>> BEGIN RECORDS FOR PROCESSING

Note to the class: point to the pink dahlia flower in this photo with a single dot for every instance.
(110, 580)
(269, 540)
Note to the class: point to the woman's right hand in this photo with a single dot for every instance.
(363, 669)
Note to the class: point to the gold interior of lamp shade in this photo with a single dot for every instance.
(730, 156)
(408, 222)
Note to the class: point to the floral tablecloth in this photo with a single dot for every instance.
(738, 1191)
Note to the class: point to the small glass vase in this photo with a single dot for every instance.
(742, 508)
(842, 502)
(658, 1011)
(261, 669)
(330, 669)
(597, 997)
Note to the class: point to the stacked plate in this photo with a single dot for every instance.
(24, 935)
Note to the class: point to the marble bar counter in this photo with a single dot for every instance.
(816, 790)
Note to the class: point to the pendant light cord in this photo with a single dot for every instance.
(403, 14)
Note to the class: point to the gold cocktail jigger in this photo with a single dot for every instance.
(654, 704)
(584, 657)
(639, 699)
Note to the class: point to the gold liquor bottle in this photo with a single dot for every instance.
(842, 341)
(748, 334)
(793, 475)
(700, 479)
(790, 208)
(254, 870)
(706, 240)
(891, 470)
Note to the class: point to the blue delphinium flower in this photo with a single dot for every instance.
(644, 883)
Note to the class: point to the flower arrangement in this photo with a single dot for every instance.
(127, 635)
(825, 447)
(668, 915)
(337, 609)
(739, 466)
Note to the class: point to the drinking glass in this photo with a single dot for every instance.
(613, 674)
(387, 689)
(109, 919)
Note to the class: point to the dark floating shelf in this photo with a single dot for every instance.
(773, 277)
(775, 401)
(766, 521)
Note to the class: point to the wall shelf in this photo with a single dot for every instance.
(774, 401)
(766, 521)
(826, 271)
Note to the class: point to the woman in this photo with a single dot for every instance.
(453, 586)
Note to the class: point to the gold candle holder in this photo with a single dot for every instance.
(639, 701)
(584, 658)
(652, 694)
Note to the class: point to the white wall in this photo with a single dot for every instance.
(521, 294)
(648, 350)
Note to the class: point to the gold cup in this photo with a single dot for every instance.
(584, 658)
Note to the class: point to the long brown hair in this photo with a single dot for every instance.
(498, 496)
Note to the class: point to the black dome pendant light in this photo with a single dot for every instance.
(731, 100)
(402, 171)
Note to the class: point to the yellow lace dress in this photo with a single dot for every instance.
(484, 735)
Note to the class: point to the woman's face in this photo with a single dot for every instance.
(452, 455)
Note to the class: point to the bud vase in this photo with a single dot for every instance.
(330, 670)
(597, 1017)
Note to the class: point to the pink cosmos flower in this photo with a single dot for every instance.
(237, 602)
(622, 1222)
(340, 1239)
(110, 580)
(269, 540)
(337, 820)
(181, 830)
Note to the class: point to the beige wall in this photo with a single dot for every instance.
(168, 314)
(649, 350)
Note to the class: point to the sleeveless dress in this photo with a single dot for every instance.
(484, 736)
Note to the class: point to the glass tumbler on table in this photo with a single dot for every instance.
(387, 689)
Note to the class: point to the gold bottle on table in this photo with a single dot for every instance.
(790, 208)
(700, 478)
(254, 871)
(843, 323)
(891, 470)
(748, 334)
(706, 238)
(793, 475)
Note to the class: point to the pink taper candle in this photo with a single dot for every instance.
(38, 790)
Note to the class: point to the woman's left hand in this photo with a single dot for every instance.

>> END RECORDS FOR PROCESSING

■ WORK TO COMPLETE
Format all of the rows above as a JSON list of strings, with one string per line and no blank lines.

■ EXPECTED OUTPUT
[
  "Note to the class: point to the pink dahlia flower in this photo with a single dot for every instance.",
  "(110, 580)",
  "(269, 540)",
  "Note to the class: point to the woman's right hand in this photo with a single dot for every instance.",
  "(363, 669)",
  "Note to the class: point to the gold interior of lamp shade in this photo with a single dot for every instance.",
  "(730, 156)",
  "(408, 222)",
  "Note to the class: point to the floral tablecloth in this photo with a single dot for every instance.",
  "(738, 1191)",
  "Note to the class: point to the small glass vase in this photo with a single dot for every instance.",
  "(742, 508)",
  "(842, 502)",
  "(658, 1011)",
  "(261, 669)",
  "(330, 669)",
  "(597, 997)",
  "Note to the class: point to the stacked plate in this photo with a single dot for every instance.",
  "(24, 935)",
  "Note to the class: point to the marble bar counter in this photo with a single dot for every instance.",
  "(816, 790)",
  "Note to the class: point to the pendant light cord in this photo with a single dot for every instance.",
  "(403, 14)",
  "Note to the class: point to the gold cocktail jigger in this photo with a single dot for every instance.",
  "(654, 704)",
  "(584, 657)",
  "(639, 699)",
  "Note to the class: point to the gold liquor bottle in this photo with a single dot for every instance.",
  "(842, 341)",
  "(748, 334)",
  "(793, 475)",
  "(700, 479)",
  "(790, 208)",
  "(254, 870)",
  "(706, 240)",
  "(891, 470)",
  "Note to the class: point to the blue delphinium flower in this photo with a single dot for every instance.",
  "(644, 883)",
  "Note to the class: point to the flower arrangement in this photo with a single dot for every instance.",
  "(127, 635)",
  "(825, 447)",
  "(668, 915)",
  "(337, 609)",
  "(739, 466)",
  "Note to the class: point to the drinking glass in this photo with a single dot for every instance.",
  "(613, 674)",
  "(387, 689)",
  "(109, 919)",
  "Note to the class: point to the dark floating shelf in this photo with a single dot for every instance.",
  "(773, 277)",
  "(775, 401)",
  "(766, 521)",
  "Note to the class: point to the wall shelf in this photo with a single dot for every instance.",
  "(774, 401)",
  "(766, 521)",
  "(826, 271)",
  "Note to the class: point to the woman in this photo with a single dot for every instance.",
  "(453, 586)",
  "Note to the class: point to the gold candle holder in this photo with a single dot for every instance.",
  "(639, 701)",
  "(584, 658)",
  "(652, 694)",
  "Note to the class: point to the white wall in this photo with a single dot for every instance.",
  "(521, 294)",
  "(648, 350)",
  "Note to the class: point to the gold cup in this photo with a single dot for every instance.",
  "(584, 658)",
  "Note to the class: point to the long brown hair in this photo with a single dot for every instance.",
  "(498, 496)",
  "Note to the class: point to the black dome pendant light in this photo with a single dot for every instance.",
  "(731, 100)",
  "(402, 171)",
  "Note to the class: point to the yellow lace dress in this photo with a single dot for every instance.",
  "(484, 735)",
  "Note to the class: point to the woman's face in this photo with a single dot for every instance.",
  "(452, 455)",
  "Note to the class: point to the bud vase in this photo with a single dot for every instance.",
  "(330, 670)",
  "(597, 1017)",
  "Note to the class: point to the pink cosmos flower in this photo with a single dot for every instance.",
  "(237, 602)",
  "(622, 1222)",
  "(340, 1239)",
  "(110, 580)",
  "(269, 540)",
  "(337, 820)",
  "(181, 830)",
  "Note to the class: point to the beige wall in this photo with a single dot for every instance.",
  "(168, 314)",
  "(649, 350)",
  "Note to the class: point to the sleeveless dress in this photo with a single dot for every instance.",
  "(484, 736)",
  "Note to the class: point to the glass tumbler on table in this photo with a single dot for every instance.",
  "(387, 689)",
  "Note to the class: point to the gold bottle on table in this photo with a single dot for every instance.",
  "(790, 208)",
  "(700, 478)",
  "(254, 871)",
  "(843, 323)",
  "(891, 470)",
  "(748, 334)",
  "(706, 238)",
  "(793, 475)",
  "Note to the class: point to the pink taper candle in this photo with a single dot for every instance.",
  "(38, 790)",
  "Note to the class: point to the woman's left hand in this photo with a single dot for every instance."
]